• [EXERCISE GOAL]: All of the listing below must be repeated word for word. Pictures are the only thing to omit.

##########

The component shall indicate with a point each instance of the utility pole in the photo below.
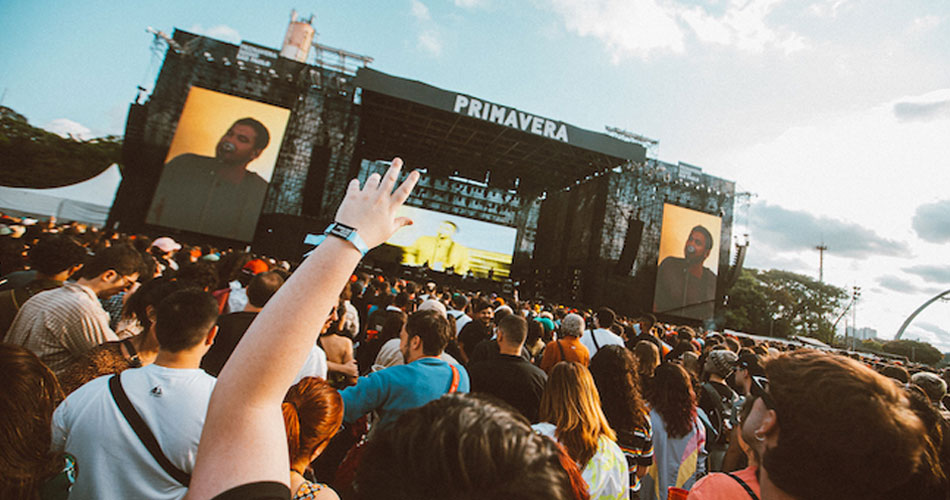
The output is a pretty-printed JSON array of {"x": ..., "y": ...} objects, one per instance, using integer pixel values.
[
  {"x": 821, "y": 261},
  {"x": 855, "y": 293}
]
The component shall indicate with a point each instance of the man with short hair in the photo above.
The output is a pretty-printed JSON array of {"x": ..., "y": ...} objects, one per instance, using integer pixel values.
[
  {"x": 477, "y": 330},
  {"x": 720, "y": 403},
  {"x": 215, "y": 195},
  {"x": 826, "y": 426},
  {"x": 53, "y": 259},
  {"x": 507, "y": 375},
  {"x": 67, "y": 321},
  {"x": 424, "y": 377},
  {"x": 459, "y": 301},
  {"x": 171, "y": 395},
  {"x": 567, "y": 347},
  {"x": 684, "y": 287},
  {"x": 747, "y": 366},
  {"x": 231, "y": 326},
  {"x": 595, "y": 338}
]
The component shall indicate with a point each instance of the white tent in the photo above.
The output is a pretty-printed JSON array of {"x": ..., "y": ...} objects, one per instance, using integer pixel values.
[{"x": 88, "y": 201}]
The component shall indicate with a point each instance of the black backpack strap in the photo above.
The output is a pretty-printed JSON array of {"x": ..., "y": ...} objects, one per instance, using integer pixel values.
[
  {"x": 143, "y": 432},
  {"x": 744, "y": 485}
]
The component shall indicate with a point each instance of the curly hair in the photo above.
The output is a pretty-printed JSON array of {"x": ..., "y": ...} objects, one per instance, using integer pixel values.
[
  {"x": 615, "y": 373},
  {"x": 671, "y": 395},
  {"x": 571, "y": 402},
  {"x": 833, "y": 413},
  {"x": 28, "y": 397}
]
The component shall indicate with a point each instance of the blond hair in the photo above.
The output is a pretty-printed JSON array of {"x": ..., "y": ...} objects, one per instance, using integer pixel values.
[{"x": 571, "y": 402}]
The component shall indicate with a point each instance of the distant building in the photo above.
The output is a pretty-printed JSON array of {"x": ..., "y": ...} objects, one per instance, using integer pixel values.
[{"x": 862, "y": 333}]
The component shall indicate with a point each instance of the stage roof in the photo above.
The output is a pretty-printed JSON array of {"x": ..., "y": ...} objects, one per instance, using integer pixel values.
[{"x": 451, "y": 133}]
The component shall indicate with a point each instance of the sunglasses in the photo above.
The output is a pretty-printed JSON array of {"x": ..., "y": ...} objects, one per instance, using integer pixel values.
[{"x": 760, "y": 389}]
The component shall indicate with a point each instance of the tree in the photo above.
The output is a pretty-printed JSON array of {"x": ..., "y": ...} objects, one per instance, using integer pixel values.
[
  {"x": 914, "y": 350},
  {"x": 32, "y": 157},
  {"x": 782, "y": 304}
]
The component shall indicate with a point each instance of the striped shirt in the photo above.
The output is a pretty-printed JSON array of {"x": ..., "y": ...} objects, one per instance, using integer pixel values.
[{"x": 61, "y": 323}]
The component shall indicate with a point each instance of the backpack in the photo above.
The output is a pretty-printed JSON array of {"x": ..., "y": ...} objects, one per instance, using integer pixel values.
[{"x": 723, "y": 416}]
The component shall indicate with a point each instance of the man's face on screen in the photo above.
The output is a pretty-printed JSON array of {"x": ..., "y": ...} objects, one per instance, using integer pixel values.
[
  {"x": 237, "y": 145},
  {"x": 695, "y": 249}
]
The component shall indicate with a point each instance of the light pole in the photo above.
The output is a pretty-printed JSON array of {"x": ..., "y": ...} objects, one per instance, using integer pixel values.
[{"x": 855, "y": 293}]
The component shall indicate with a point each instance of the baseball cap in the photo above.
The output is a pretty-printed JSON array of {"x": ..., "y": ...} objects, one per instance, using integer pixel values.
[
  {"x": 255, "y": 266},
  {"x": 166, "y": 244}
]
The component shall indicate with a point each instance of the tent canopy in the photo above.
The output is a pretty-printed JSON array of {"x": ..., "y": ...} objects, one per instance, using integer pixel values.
[{"x": 88, "y": 201}]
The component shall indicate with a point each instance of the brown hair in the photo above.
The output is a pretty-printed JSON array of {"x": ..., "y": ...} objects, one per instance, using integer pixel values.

##########

• [IN RESPONSE]:
The component shall indicate with a point each instance of the utility pole in the photo below.
The output is a pretty-printed JSON array of {"x": ..., "y": ...} objects, one per instance, using integer pixel values.
[
  {"x": 821, "y": 261},
  {"x": 855, "y": 293}
]
The component shall indicate with a point each instance of the man with short hair in the photo above.
The output is a pretty-printed JSON array of {"x": ..., "y": ...} objects, one per instance, using integer pixel values.
[
  {"x": 477, "y": 330},
  {"x": 720, "y": 403},
  {"x": 215, "y": 195},
  {"x": 826, "y": 426},
  {"x": 53, "y": 259},
  {"x": 507, "y": 375},
  {"x": 67, "y": 321},
  {"x": 424, "y": 377},
  {"x": 459, "y": 301},
  {"x": 171, "y": 395},
  {"x": 567, "y": 347},
  {"x": 684, "y": 287},
  {"x": 747, "y": 366},
  {"x": 231, "y": 326},
  {"x": 595, "y": 338}
]
The component shall indicate with a point each instance of the white tent in the photo above.
The output is a pretty-printed JSON array of {"x": ..., "y": ...} objects, one per instance, using integer pixel values.
[{"x": 88, "y": 201}]
The component shall indicate with a point each instance of the black backpack strap in the photo above.
The output is a pretty-printed JSON array of {"x": ..., "y": ...} objects, one per instance, using integer pixel values.
[
  {"x": 143, "y": 432},
  {"x": 744, "y": 485}
]
The component shall indicate with a point each instance of the curly hair in the photo above.
The output is a pretty-printed JSON array of {"x": ..., "y": ...} objects, one per instance, using integer pixel values.
[
  {"x": 615, "y": 373},
  {"x": 671, "y": 395},
  {"x": 571, "y": 402},
  {"x": 833, "y": 413},
  {"x": 28, "y": 397}
]
The component shall indicate with a point each instance of the blond hair in the photo above.
The output is a pretty-printed JSON array of {"x": ..., "y": ...} objects, one per instance, using integer pixel values.
[{"x": 571, "y": 402}]
The component shall indicate with a point each instance of the distant building in the photo above.
The output is a pretty-printed JSON array of {"x": ..., "y": ...} objects, one per instance, using integer pixel values.
[{"x": 862, "y": 333}]
The component shall indicate with a point each instance of the stage roof in the photo above.
The output is a pretty-printed JSON array of {"x": ..., "y": ...} objects, one per instance, using integer pixel values.
[{"x": 451, "y": 133}]
The component shall indicate with a point each instance of the sunglasses in the photo above.
The output is a pretty-printed JSON array of {"x": ..., "y": ...} objects, one per instance, using integer pixel values.
[{"x": 760, "y": 389}]
The component shall indicate with a point each instance of the tree in the photo above.
The output is a pretty-printed JSON array of {"x": ..., "y": ...} objects, one per instance, using integer pixel values.
[
  {"x": 914, "y": 350},
  {"x": 32, "y": 157},
  {"x": 782, "y": 304}
]
The component shall indicate with a point each instance of the striped shirt in the photo above.
The output is a pretty-printed JSON array of {"x": ..., "y": ...} objects, one per instance, using integer pixel values.
[{"x": 61, "y": 323}]
The component shall indicate with a point each instance of the backpack in the photo above.
The output is a pretty-printed JSON array of {"x": ..., "y": ...} objects, one per instance, using integer pixel values.
[{"x": 723, "y": 416}]
The component shall indicate with a point each instance of the man's face on screen in the photo above.
The output is a pretty-printed JSON array of {"x": ..., "y": ...} objects, one per instance, using integer pixel values.
[
  {"x": 237, "y": 145},
  {"x": 695, "y": 249}
]
The component shall indicate with a point each instance of the light pole in the photo above.
The output is a pretty-printed JSON array of {"x": ..., "y": ...} objects, one per instance, using integer pixel values.
[{"x": 855, "y": 293}]
The component shall indicate with a point each instance of the baseball cap in the photo above.
The output is a pretty-printed JSON array of {"x": ..., "y": ...} objects, one per instance, using integer pixel values.
[
  {"x": 255, "y": 266},
  {"x": 166, "y": 244}
]
The component shall indicate with a point each instance of the tent canopy in the photo above.
The output is a pretty-printed JSON array of {"x": ..., "y": ...} objects, one per instance, using integer pixel values.
[{"x": 88, "y": 201}]
The component shall indicate with a point each instance of the brown hair in the photo above.
The output is a pretty-printed JSON array of {"x": ..., "y": ...} objects, one per instance, using integer pixel values.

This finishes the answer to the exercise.